-- Begin Dataset --

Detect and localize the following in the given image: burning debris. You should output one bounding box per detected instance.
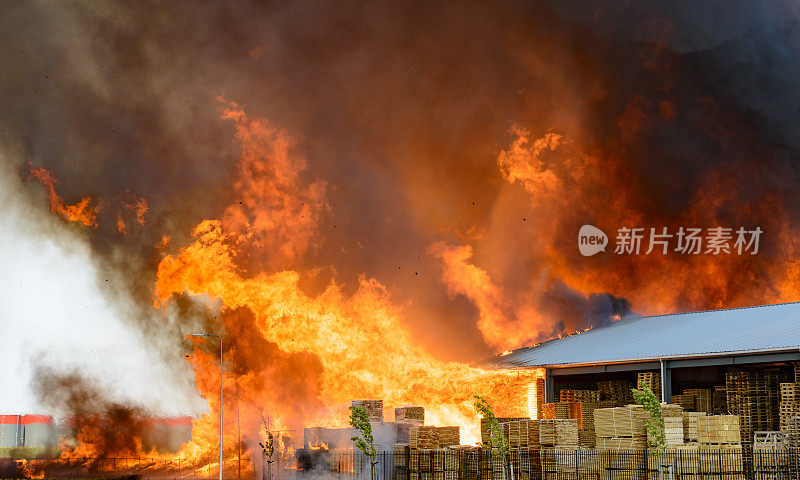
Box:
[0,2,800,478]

-- End Dataset --
-- Begin Dataset --

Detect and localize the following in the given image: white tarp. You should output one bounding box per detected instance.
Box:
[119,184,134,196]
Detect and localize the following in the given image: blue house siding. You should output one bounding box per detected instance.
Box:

-- End Dataset --
-- Begin Dataset --

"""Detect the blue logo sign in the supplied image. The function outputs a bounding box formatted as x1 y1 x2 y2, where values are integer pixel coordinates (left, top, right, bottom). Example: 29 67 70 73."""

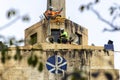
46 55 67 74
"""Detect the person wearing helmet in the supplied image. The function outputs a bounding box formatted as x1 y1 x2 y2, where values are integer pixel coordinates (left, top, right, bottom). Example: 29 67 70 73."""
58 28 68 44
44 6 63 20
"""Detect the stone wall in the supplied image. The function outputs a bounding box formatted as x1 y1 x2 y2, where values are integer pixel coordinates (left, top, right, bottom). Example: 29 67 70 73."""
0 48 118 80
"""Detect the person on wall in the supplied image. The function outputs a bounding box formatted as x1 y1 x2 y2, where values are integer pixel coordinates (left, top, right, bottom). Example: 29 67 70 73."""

-- End Dataset --

### To do
Copy out the data above word for word, beginning at the line that contains "Detect and localize the following in the given image: burning" and stopping after the line that contains "[0,2,800,478]", with both of those lines included. Leave the pictures out.

### Expected answer
Detect and localize the following in the given image: burning debris. You should output one bounding box per detected instance.
Box:
[0,2,800,478]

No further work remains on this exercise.